● PAGE EXTRACT
Continuing Your Momentum of Business Development and Client Engagement 

 

In recent months, marketing and business development in the A/E/C industry has been turned upside down. Our normal opportunities to gather at industry events, conference rooms, lunch meetings, golf outings, and other means have been postponed. It has left us scrambling to find ways to connect with our existing and potential clients in unique and creative ways.

 

This has left us wondering how we can continue to build relationships. How do you maintain and expand your network? How do you stay relevant and present with clients without the typical opportunities? How can we continue our lead gathering, qualifying, and competitive advantage?

 

As we continue to adapt to the new paradigm, we must adjust to the limited ability to meet face to face, while remembering how important this activity is to creating a longstanding relationship. Here are six suggestions for pivoting and making the most of your business development efforts:

 

  1. Be consistent. According to Bryan Williams, PhD, author of the Harvard Business Review, 80% of successful transactions require AT LEAST five follow-up calls, interactions, or virtual face-to-face conversations AFTER the initial meeting. This does not include the additional suggested 5-7 indirect contacts it takes to solidify your personal and firm brand. That’s 10-12 interactions needed to make an impression and be remembered by EACH contact. The key to success is making a 12-contact plan that outlines specific objectives, tasks, assignments, dates, and needed resources. This planning will help you be more successful in accomplishing your goals.

● REQUIRED WORK
Reproduce the business development article word for word from "Continuing Your Momentum" to "and competitive advantage?".

● RECORDS PROVIDED
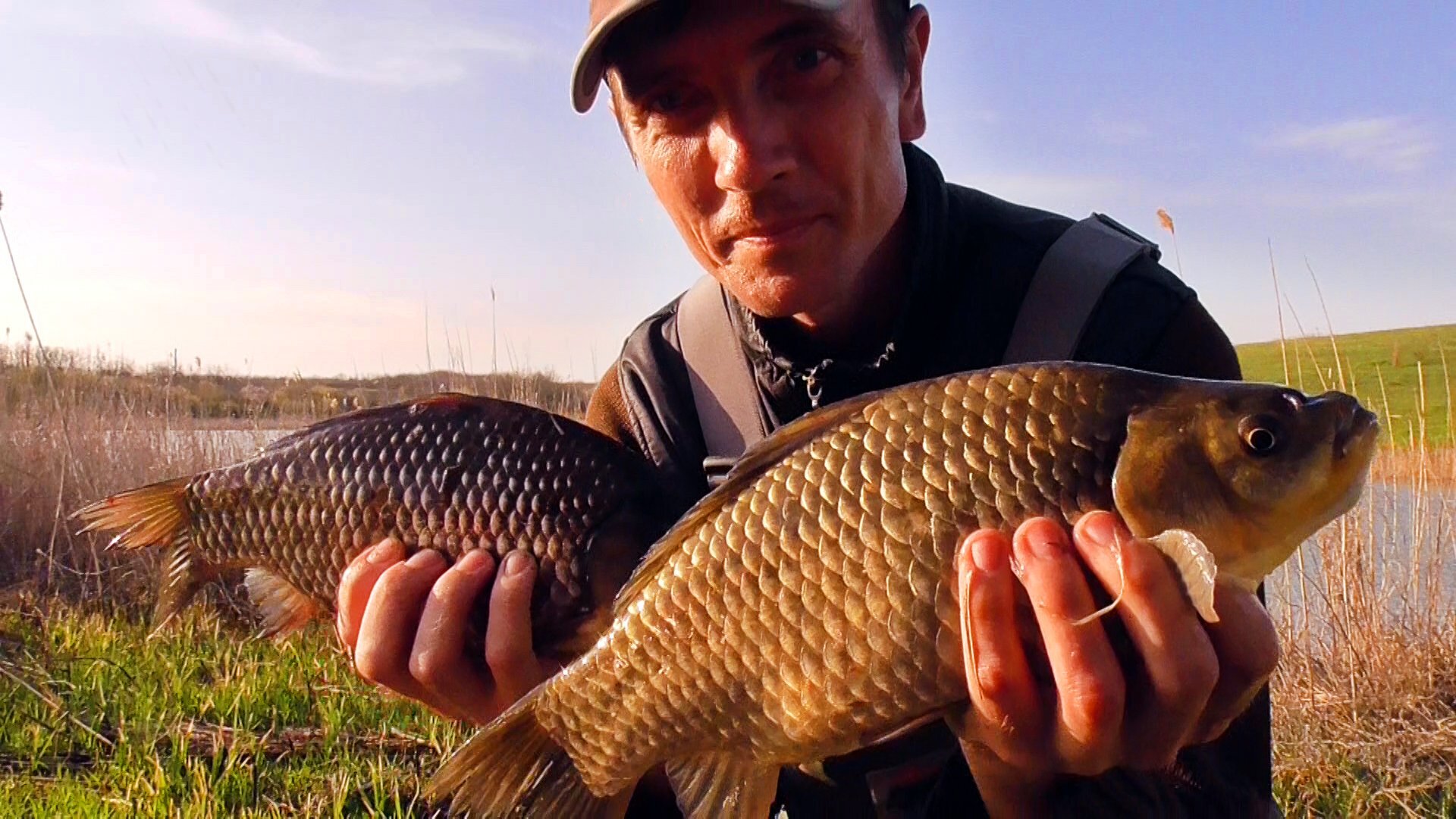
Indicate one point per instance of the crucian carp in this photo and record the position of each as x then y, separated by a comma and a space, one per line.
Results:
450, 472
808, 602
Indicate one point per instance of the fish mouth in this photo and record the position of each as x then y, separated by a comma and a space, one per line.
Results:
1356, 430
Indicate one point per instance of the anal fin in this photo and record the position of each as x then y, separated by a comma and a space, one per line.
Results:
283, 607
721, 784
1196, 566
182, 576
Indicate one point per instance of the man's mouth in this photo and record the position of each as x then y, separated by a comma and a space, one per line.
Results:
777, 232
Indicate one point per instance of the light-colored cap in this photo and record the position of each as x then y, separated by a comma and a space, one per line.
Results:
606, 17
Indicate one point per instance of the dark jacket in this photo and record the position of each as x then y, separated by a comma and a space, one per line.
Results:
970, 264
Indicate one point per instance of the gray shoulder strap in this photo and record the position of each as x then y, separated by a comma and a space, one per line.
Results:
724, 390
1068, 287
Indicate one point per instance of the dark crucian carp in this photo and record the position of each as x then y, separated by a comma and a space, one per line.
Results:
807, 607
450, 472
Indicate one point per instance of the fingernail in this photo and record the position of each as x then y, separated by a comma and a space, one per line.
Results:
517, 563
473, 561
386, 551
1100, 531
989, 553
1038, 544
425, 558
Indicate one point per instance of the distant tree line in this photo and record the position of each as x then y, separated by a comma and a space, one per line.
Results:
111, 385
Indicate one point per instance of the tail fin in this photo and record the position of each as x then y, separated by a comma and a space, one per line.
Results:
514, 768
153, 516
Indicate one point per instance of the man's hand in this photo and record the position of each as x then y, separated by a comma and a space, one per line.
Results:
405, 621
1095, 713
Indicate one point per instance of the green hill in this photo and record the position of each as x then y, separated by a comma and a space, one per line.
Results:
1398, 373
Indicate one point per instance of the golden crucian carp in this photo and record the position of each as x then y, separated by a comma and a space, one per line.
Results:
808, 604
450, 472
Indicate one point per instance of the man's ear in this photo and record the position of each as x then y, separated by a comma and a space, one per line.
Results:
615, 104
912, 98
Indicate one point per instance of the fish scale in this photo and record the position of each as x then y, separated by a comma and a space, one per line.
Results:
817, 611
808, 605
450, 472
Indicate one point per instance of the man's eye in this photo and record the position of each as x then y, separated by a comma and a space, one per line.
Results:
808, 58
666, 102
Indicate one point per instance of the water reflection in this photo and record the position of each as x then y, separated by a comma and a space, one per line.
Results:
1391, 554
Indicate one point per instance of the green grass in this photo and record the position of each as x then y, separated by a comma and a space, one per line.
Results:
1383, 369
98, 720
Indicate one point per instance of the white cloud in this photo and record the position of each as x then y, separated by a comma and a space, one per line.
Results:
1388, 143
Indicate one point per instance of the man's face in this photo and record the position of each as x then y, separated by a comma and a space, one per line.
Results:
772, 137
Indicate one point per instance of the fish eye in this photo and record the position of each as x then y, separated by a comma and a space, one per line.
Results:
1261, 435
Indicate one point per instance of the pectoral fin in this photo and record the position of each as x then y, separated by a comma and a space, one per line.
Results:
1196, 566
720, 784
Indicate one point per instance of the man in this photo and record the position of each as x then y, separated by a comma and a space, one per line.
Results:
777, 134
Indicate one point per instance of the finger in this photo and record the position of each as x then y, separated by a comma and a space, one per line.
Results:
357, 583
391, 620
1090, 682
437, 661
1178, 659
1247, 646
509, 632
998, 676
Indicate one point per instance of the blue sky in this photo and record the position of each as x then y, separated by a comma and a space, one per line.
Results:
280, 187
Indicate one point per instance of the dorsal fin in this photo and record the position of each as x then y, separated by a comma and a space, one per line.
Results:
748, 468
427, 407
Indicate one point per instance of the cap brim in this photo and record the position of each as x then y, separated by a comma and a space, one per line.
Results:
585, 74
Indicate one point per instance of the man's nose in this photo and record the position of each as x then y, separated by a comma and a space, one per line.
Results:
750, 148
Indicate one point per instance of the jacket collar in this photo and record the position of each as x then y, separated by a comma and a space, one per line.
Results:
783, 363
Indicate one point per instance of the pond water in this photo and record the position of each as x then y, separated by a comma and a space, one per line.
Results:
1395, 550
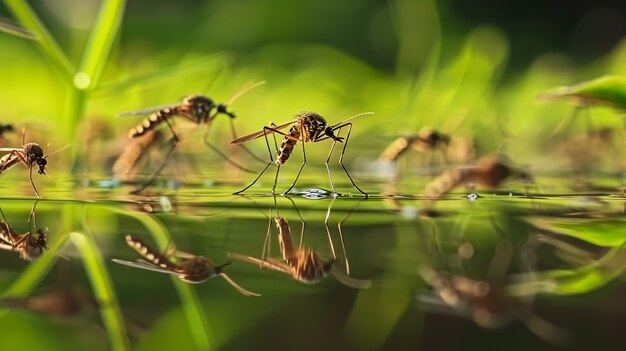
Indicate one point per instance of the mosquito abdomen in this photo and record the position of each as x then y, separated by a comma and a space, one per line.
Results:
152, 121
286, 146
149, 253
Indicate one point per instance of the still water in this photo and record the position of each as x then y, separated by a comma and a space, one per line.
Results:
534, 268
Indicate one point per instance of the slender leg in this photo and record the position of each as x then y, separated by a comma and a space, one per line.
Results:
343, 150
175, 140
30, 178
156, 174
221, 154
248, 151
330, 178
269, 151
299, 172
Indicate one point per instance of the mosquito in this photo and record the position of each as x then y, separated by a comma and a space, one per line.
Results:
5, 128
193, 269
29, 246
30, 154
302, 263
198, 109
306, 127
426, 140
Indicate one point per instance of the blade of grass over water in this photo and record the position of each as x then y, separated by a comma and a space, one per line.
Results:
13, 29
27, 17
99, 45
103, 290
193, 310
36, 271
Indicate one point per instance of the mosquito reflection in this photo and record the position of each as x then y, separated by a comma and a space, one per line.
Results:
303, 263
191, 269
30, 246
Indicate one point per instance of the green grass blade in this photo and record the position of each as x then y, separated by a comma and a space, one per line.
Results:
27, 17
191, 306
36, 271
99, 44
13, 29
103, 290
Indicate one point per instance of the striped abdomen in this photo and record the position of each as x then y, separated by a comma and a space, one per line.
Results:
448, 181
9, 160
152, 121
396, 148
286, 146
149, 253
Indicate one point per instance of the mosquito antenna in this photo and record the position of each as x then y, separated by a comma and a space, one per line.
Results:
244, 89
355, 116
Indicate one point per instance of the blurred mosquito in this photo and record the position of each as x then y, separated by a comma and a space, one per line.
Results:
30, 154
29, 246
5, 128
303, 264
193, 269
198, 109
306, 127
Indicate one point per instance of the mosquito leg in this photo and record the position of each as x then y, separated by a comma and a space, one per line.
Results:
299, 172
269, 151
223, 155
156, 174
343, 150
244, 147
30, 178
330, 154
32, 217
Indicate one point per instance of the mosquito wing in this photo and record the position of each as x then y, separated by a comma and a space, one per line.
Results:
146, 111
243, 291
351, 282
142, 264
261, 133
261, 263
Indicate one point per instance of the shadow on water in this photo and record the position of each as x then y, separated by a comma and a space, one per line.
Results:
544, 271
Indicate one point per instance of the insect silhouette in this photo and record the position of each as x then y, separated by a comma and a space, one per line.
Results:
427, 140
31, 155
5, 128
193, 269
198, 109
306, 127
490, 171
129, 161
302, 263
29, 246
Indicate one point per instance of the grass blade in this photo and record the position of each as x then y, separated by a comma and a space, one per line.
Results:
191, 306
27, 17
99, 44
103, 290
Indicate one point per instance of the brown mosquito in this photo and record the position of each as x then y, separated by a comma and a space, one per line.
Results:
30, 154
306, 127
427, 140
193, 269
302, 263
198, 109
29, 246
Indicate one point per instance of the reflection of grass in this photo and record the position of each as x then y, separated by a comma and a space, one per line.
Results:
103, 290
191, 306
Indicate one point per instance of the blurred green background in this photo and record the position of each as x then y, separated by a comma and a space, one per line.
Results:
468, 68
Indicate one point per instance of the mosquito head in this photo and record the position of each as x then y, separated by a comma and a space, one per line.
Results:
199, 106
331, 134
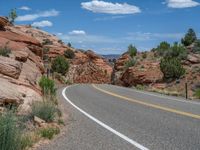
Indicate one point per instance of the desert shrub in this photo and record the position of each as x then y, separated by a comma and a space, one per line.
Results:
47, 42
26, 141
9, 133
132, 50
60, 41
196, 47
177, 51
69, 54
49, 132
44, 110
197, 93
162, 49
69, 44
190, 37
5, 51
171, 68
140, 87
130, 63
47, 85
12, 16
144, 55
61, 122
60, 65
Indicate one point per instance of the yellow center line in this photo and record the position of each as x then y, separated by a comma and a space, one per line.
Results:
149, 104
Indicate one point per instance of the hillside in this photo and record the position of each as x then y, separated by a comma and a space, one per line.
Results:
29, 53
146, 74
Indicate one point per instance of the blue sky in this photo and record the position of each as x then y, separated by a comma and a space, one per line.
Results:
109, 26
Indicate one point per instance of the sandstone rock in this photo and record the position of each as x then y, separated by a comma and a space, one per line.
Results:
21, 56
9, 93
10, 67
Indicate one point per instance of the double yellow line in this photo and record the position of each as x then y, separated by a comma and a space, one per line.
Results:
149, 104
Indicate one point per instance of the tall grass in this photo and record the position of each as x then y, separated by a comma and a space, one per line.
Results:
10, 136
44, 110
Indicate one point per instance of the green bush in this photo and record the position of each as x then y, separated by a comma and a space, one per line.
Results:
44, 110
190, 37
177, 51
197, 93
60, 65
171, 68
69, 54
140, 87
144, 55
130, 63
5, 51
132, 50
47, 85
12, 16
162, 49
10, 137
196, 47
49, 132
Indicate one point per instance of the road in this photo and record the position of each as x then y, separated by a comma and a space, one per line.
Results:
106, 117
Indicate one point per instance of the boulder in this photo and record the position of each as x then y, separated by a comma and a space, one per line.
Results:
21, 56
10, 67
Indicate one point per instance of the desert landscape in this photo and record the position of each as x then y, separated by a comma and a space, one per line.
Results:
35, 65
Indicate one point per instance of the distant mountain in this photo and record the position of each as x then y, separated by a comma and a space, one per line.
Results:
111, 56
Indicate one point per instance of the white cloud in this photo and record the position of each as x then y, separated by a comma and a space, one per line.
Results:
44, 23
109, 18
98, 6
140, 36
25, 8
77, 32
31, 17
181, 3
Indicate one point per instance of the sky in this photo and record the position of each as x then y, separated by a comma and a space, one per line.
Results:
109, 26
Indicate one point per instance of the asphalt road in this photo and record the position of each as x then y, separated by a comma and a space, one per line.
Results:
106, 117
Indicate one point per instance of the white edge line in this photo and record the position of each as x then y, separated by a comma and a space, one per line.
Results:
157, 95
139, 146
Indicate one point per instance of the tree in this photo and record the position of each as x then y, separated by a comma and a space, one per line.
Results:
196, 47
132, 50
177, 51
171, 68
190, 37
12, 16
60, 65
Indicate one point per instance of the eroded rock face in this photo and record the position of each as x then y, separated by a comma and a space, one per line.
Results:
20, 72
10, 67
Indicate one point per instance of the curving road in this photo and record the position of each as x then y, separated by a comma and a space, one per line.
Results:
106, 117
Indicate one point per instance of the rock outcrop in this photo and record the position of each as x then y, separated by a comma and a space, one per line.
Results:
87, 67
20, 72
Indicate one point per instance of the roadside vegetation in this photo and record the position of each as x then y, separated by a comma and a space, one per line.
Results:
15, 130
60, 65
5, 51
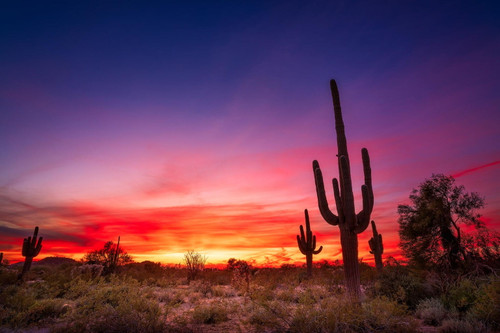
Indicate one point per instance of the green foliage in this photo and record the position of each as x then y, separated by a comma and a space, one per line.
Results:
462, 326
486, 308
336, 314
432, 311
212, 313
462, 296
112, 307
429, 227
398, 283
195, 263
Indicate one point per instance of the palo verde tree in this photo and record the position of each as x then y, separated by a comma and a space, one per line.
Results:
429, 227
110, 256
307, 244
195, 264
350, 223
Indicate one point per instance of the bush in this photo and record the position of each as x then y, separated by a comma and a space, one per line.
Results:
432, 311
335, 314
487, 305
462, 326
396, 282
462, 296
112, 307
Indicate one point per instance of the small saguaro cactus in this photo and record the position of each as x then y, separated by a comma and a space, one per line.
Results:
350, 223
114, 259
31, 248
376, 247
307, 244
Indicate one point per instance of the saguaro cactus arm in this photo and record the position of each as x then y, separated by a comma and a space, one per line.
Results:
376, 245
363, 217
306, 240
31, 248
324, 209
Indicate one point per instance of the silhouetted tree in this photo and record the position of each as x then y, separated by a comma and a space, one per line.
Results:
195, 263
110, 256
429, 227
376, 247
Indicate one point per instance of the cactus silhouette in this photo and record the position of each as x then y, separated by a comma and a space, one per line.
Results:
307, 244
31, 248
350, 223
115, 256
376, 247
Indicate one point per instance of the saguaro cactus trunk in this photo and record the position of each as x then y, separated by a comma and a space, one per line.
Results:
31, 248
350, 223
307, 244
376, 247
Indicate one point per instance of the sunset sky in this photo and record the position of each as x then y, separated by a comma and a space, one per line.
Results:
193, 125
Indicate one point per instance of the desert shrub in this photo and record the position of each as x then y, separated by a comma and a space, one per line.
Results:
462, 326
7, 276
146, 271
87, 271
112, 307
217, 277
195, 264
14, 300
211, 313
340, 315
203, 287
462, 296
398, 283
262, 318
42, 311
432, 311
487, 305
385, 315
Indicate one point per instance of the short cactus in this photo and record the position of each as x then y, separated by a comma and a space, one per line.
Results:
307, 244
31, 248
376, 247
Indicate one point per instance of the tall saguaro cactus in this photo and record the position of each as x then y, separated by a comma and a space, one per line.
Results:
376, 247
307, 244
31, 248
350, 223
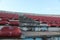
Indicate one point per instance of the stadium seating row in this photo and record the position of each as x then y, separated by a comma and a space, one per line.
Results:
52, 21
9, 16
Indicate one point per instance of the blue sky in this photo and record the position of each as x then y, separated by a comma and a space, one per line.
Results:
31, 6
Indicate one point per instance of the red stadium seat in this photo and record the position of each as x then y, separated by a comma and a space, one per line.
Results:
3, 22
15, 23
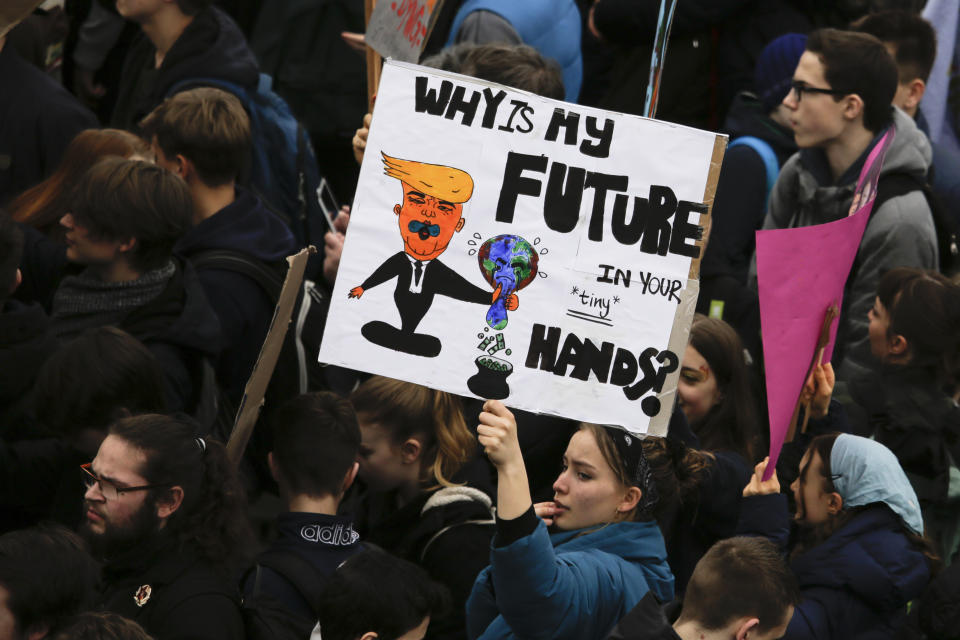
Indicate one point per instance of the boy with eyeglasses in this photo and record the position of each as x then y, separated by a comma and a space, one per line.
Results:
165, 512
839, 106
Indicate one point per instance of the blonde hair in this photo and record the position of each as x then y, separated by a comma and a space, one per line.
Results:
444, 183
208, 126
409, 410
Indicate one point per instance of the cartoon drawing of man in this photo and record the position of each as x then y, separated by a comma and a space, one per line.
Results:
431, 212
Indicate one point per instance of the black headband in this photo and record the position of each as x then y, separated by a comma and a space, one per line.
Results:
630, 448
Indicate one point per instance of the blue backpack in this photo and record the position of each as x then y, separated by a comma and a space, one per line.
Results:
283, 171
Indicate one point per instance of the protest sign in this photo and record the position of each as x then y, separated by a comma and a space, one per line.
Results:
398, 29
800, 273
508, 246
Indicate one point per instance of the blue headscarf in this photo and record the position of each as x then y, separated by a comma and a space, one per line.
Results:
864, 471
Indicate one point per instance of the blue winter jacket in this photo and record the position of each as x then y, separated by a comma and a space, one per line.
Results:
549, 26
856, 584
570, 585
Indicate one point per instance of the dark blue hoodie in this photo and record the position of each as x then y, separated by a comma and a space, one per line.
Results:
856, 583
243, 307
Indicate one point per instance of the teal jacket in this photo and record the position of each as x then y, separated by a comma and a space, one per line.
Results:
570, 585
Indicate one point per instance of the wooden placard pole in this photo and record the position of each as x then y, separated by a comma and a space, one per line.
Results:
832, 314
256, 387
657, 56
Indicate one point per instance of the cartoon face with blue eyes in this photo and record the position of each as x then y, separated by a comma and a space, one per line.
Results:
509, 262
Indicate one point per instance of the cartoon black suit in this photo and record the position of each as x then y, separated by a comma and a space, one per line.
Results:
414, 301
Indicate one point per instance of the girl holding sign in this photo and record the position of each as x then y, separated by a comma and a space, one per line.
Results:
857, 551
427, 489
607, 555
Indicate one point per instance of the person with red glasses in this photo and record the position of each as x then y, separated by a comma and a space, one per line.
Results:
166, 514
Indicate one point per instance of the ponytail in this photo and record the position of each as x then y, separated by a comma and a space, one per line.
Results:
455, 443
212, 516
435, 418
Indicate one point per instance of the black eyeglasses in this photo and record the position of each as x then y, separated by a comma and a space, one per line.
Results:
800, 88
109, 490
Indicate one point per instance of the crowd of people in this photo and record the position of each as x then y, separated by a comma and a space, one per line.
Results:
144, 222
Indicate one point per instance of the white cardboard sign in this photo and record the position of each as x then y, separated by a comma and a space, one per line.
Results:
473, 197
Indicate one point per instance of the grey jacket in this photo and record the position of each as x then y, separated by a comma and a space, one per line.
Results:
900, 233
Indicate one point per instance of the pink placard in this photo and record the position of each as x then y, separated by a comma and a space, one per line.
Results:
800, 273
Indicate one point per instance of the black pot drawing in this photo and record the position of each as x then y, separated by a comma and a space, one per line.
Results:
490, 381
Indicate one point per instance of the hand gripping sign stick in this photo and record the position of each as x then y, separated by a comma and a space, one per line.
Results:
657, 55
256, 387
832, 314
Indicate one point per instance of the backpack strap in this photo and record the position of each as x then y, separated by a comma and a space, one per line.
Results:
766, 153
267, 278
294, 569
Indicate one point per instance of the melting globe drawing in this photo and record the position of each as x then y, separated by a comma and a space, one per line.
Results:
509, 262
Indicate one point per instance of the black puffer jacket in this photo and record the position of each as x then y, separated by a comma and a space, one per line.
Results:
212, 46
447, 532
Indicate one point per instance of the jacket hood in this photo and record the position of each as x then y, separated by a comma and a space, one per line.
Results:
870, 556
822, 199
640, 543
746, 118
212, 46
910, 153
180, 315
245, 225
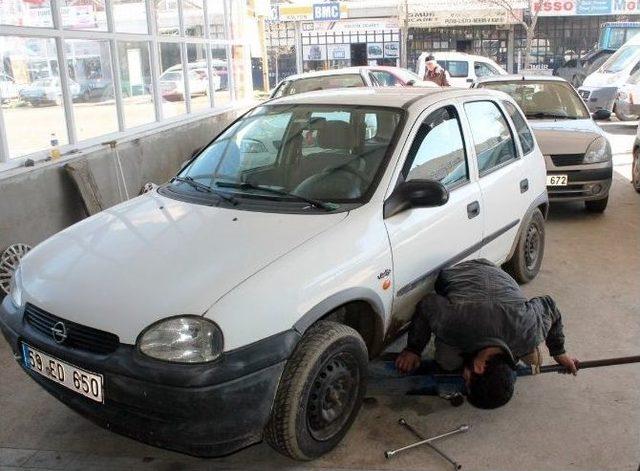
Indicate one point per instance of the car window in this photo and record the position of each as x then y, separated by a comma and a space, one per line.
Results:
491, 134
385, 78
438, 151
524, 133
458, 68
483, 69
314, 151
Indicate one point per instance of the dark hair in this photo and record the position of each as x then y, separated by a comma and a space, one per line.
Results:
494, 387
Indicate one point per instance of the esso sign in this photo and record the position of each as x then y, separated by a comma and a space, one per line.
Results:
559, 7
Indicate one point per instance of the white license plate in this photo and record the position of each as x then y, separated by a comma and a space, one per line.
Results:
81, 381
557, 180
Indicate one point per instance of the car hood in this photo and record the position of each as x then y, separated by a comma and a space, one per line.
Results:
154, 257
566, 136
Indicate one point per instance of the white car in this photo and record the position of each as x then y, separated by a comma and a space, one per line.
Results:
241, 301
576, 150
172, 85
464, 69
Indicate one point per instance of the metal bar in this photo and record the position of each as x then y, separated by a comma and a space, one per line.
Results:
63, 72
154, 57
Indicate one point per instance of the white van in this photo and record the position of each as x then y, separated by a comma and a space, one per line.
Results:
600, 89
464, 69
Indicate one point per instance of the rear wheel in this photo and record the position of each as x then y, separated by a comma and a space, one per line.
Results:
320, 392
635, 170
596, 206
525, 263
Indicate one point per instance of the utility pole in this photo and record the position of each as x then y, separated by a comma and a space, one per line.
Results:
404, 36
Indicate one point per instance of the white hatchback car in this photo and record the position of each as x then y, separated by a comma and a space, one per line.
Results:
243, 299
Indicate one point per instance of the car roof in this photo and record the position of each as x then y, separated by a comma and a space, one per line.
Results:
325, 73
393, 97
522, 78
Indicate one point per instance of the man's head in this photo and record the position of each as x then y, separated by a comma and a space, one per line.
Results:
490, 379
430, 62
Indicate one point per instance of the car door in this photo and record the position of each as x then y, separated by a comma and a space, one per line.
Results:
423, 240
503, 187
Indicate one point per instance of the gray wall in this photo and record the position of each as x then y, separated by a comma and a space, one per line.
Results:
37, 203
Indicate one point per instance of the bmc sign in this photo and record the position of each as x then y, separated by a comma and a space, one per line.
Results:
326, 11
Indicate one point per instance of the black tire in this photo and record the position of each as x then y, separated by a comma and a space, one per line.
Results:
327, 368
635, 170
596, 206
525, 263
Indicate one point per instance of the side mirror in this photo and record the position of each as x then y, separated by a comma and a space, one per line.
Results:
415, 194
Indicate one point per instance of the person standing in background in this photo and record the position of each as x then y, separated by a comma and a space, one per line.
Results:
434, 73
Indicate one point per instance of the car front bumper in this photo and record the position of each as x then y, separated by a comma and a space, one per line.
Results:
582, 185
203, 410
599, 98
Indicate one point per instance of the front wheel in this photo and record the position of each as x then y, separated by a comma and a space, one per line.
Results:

● EXERCISE RESPONSE
Continuing Your Momentum of Business Development and Client Engagement 

 

In recent months, marketing and business development in the A/E/C industry has been turned upside down. Our normal opportunities to gather at industry events, conference rooms, lunch meetings, golf outings, and other means have been postponed. It has left us scrambling to find ways to connect with our existing and potential clients in unique and creative ways.

 

This has left us wondering how we can continue to build relationships. How do you maintain and expand your network? How do you stay relevant and present with clients without the typical opportunities? How can we continue our lead gathering, qualifying, and competitive advantage?